[Start of Attachment]

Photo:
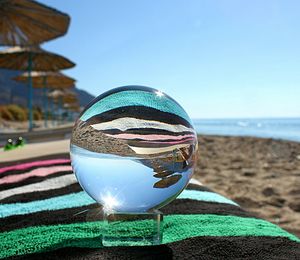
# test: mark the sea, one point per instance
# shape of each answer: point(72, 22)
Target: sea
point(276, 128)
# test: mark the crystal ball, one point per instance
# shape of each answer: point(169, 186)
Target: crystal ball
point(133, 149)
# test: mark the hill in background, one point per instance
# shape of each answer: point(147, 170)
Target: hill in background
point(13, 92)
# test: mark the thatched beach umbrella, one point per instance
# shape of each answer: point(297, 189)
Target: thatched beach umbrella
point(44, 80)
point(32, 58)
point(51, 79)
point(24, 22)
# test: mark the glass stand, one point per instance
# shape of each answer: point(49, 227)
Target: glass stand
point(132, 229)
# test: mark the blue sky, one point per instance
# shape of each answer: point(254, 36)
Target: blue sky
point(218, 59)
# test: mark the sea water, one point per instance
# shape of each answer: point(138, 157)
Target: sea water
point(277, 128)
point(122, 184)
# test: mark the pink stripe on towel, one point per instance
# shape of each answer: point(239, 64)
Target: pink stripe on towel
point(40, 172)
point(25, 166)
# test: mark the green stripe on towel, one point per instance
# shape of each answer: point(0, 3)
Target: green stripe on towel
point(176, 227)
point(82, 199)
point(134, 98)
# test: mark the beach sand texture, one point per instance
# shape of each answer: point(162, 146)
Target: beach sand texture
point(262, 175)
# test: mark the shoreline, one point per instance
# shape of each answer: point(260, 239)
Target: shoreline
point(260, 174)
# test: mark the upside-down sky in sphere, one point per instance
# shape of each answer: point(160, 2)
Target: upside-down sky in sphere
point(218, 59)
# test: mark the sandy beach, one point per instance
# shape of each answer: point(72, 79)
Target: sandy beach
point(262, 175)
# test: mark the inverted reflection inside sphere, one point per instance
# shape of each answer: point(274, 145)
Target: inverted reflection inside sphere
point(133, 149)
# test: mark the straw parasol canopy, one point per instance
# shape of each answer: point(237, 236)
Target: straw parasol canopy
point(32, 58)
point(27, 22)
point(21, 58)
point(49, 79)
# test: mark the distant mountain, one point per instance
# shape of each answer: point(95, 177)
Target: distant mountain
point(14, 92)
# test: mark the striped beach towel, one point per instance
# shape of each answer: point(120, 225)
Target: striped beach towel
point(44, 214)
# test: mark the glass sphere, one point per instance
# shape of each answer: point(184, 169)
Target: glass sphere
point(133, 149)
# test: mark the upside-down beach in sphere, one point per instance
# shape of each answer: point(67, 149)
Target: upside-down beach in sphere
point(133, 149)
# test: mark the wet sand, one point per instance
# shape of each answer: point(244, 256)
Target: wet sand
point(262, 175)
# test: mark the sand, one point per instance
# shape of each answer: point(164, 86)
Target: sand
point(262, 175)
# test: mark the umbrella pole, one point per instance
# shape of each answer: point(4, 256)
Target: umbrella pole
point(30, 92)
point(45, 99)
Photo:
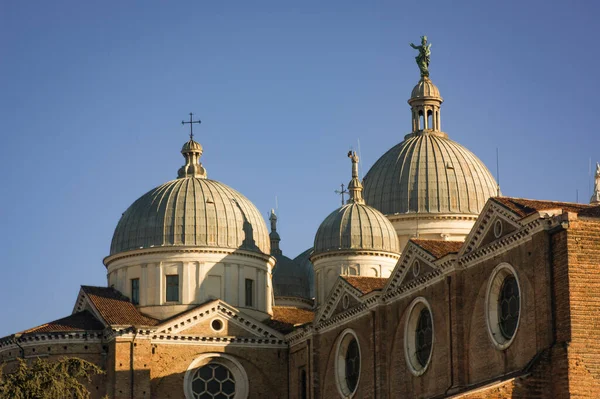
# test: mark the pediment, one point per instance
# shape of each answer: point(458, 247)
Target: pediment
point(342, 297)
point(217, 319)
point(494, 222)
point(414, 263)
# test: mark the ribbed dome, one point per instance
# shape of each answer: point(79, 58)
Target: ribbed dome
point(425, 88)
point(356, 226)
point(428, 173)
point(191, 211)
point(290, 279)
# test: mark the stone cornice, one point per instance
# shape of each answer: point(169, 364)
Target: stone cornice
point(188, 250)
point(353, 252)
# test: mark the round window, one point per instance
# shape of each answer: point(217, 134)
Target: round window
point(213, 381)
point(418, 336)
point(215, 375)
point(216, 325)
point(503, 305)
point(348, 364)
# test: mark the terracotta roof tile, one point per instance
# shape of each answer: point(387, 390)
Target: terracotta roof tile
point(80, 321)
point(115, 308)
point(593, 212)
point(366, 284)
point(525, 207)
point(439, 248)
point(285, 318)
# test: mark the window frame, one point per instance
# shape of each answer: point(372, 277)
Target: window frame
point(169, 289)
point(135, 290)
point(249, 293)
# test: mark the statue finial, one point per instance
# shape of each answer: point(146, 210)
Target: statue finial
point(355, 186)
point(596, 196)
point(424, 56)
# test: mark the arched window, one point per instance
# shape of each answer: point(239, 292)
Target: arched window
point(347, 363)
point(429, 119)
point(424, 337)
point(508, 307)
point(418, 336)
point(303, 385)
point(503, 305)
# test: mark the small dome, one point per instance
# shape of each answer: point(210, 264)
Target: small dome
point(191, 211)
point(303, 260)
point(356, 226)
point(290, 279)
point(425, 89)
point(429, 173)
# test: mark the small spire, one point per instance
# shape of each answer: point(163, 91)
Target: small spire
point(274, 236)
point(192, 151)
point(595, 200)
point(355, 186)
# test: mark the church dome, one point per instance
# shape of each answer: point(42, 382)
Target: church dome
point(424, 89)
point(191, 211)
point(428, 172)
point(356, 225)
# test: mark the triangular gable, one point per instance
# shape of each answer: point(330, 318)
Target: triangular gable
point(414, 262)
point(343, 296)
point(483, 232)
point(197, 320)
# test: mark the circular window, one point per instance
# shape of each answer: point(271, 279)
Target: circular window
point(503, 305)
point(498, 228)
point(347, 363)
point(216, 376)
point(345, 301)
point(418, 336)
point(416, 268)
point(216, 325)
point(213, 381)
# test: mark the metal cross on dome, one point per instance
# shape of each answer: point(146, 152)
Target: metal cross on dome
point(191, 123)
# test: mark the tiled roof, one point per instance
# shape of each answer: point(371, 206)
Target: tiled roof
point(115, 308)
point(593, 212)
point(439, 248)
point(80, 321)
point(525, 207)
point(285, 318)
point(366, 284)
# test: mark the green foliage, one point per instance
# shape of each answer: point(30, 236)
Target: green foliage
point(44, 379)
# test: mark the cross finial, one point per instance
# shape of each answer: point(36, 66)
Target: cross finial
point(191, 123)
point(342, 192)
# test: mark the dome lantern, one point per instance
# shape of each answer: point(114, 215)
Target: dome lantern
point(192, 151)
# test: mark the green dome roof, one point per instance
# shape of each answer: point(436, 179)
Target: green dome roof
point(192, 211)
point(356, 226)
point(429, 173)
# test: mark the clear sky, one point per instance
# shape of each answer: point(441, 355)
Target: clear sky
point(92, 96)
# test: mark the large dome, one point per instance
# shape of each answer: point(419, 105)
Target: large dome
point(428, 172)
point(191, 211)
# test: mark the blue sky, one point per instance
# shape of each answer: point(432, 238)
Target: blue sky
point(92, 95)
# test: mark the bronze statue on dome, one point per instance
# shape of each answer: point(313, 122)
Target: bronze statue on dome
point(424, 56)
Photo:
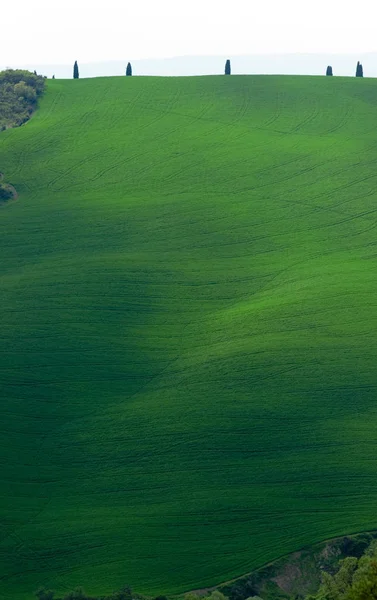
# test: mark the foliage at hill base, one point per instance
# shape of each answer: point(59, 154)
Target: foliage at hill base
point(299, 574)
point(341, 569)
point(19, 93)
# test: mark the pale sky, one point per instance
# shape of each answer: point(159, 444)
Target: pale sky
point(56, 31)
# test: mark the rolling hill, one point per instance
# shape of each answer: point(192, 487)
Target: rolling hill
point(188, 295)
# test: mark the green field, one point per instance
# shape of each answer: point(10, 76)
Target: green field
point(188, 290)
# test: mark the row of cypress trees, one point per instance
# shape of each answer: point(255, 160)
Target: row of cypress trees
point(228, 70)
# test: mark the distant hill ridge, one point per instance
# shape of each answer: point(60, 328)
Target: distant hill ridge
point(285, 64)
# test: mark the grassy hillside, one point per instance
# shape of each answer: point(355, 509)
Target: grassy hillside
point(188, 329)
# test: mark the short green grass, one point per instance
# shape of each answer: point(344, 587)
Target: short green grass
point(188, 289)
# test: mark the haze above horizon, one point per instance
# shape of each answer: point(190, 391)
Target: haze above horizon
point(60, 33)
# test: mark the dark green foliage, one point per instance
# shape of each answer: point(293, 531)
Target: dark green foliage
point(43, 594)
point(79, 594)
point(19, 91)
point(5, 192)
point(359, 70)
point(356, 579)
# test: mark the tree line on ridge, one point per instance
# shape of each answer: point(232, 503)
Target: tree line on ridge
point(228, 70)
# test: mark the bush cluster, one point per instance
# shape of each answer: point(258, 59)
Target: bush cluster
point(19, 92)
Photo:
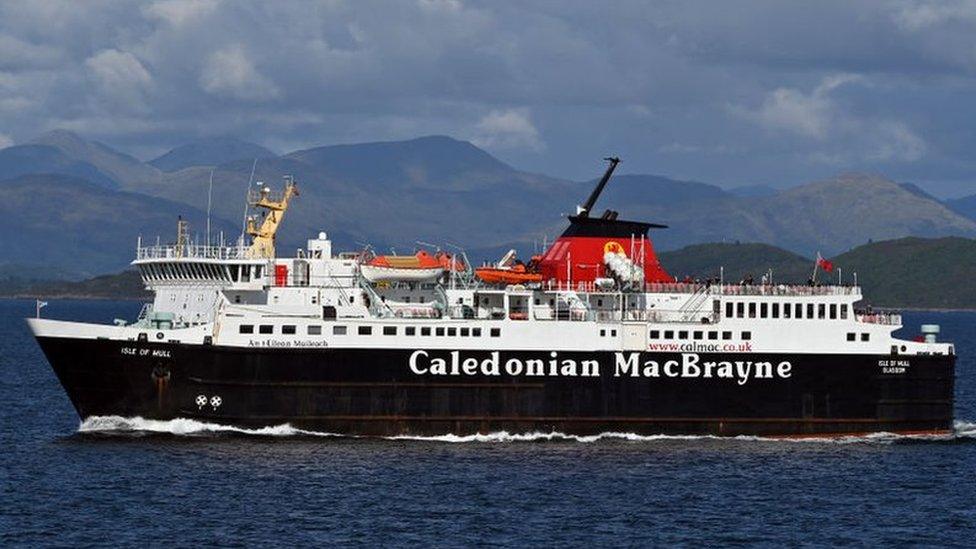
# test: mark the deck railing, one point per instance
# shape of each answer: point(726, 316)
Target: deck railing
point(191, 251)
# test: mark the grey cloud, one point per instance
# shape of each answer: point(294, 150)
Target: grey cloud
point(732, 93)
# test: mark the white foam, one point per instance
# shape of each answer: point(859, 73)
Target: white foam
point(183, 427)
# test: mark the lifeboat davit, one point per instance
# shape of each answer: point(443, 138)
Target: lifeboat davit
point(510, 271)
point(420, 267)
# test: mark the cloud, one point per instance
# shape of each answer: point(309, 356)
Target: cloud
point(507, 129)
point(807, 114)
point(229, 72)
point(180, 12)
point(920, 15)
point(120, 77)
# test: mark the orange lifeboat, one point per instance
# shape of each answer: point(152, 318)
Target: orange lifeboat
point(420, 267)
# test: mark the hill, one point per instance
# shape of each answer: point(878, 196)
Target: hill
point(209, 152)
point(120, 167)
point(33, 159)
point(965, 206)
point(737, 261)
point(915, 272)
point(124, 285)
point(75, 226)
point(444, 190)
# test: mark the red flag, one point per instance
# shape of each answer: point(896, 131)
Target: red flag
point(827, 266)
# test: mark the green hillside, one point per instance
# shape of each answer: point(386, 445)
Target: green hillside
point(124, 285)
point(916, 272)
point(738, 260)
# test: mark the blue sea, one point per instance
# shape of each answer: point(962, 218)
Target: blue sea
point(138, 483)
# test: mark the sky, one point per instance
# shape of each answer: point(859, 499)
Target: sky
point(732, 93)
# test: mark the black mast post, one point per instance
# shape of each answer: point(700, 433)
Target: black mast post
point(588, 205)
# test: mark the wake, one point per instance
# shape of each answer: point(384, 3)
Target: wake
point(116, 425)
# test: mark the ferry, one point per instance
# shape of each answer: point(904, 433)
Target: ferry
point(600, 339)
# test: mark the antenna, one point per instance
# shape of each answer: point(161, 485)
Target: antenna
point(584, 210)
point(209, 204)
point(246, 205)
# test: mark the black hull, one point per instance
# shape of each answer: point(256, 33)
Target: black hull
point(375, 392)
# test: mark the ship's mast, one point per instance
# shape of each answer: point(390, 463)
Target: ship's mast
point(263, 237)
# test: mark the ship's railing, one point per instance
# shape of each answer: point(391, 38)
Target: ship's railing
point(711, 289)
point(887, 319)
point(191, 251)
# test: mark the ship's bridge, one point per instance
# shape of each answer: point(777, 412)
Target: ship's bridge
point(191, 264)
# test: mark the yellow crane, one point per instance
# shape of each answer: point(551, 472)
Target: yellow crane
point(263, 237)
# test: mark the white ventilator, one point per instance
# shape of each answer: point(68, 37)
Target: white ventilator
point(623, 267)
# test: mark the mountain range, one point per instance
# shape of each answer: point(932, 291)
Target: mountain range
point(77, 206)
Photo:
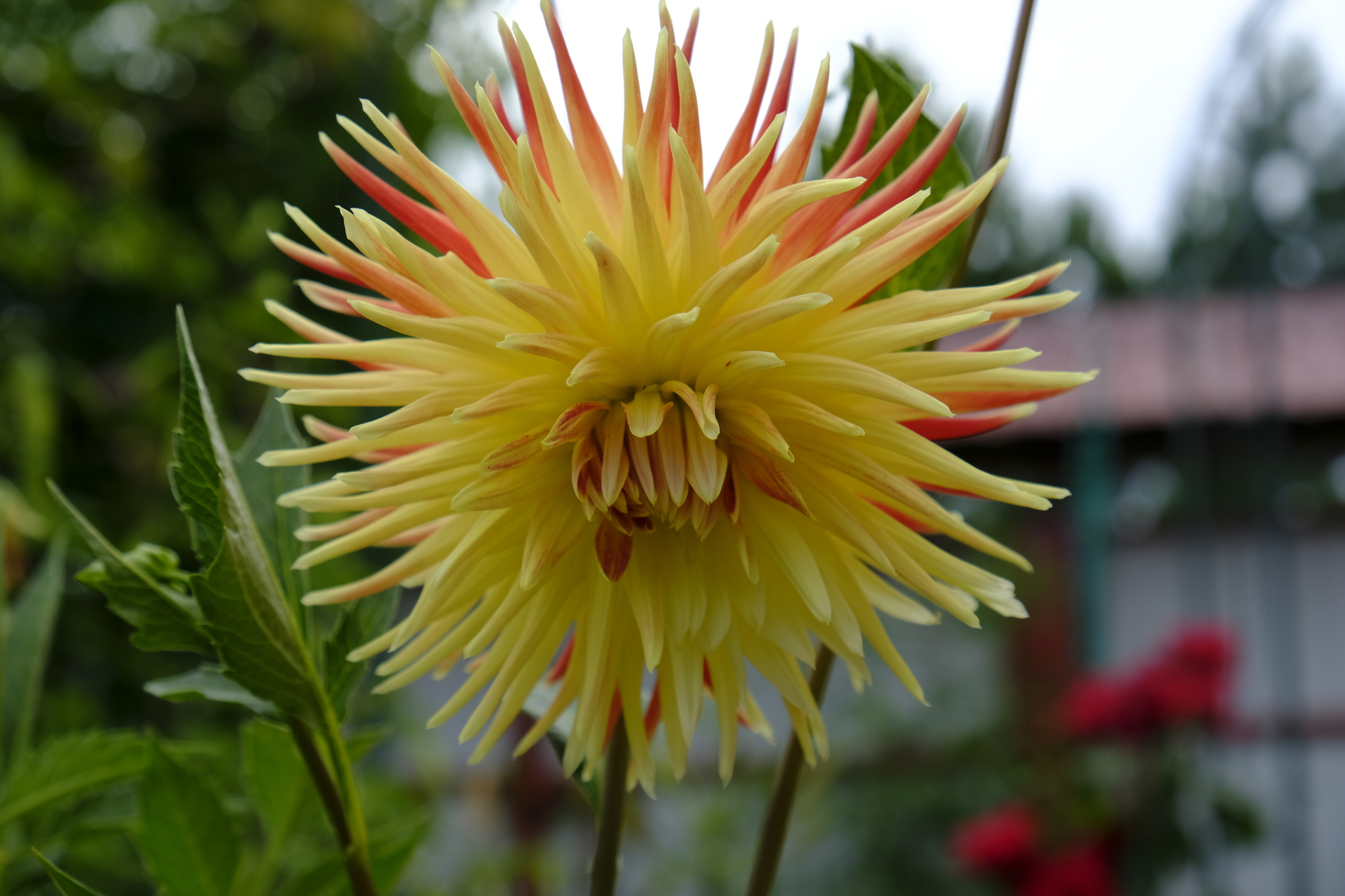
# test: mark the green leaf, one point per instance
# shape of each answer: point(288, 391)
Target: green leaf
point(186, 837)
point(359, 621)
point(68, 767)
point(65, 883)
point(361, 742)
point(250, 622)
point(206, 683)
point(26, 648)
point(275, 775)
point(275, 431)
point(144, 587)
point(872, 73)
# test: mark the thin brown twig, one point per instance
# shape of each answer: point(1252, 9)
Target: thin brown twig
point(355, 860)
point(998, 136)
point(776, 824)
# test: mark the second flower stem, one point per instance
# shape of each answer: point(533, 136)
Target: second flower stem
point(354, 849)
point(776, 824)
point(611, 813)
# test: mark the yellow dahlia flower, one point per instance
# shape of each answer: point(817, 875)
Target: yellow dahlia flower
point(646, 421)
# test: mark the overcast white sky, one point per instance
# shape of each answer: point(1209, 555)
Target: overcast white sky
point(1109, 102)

[End of Attachment]

__THE PROBLEM__.
Your answer must be everything above from the line with "# shape of each answer: point(293, 531)" down to the line with "# shape of each answer: point(878, 196)", word for word, and no pictures.

__SOLUTION TO THIS PROBLEM__.
# shape of each answer: point(293, 531)
Target: dark green foliage
point(43, 594)
point(79, 594)
point(19, 91)
point(5, 192)
point(359, 70)
point(356, 579)
# test: mark the tree line on ridge, one point per instance
# shape of each answer: point(232, 503)
Target: tree line on ridge
point(228, 70)
# test: mark the bush cluster, one point per instance
# shape of each answer: point(258, 59)
Target: bush cluster
point(19, 92)
Photo:
# test: mark the deck railing, one point per instance
# shape of each answer: point(726, 316)
Target: deck railing
point(191, 251)
# test: mark the grey cloud, one point per instance
# shape of each answer: point(294, 150)
Target: grey cloud
point(732, 93)
# test: mark the white foam, one point per instance
# shape of each answer: point(859, 73)
Target: white foam
point(183, 427)
# test: mark the lifeboat davit, one point per instance
# shape of each answer: point(443, 138)
Target: lifeboat davit
point(510, 271)
point(420, 267)
# test: mark the cloud, one point per instance
# shape of each answer: point(309, 356)
Target: cloud
point(507, 129)
point(807, 114)
point(229, 72)
point(180, 12)
point(920, 15)
point(120, 77)
# test: mark the orange lifeboat, one point per instance
# shape of each answer: point(152, 318)
Target: orange lifeboat
point(420, 267)
# test: mark the hill, one point per instance
# shape of each answer: point(878, 196)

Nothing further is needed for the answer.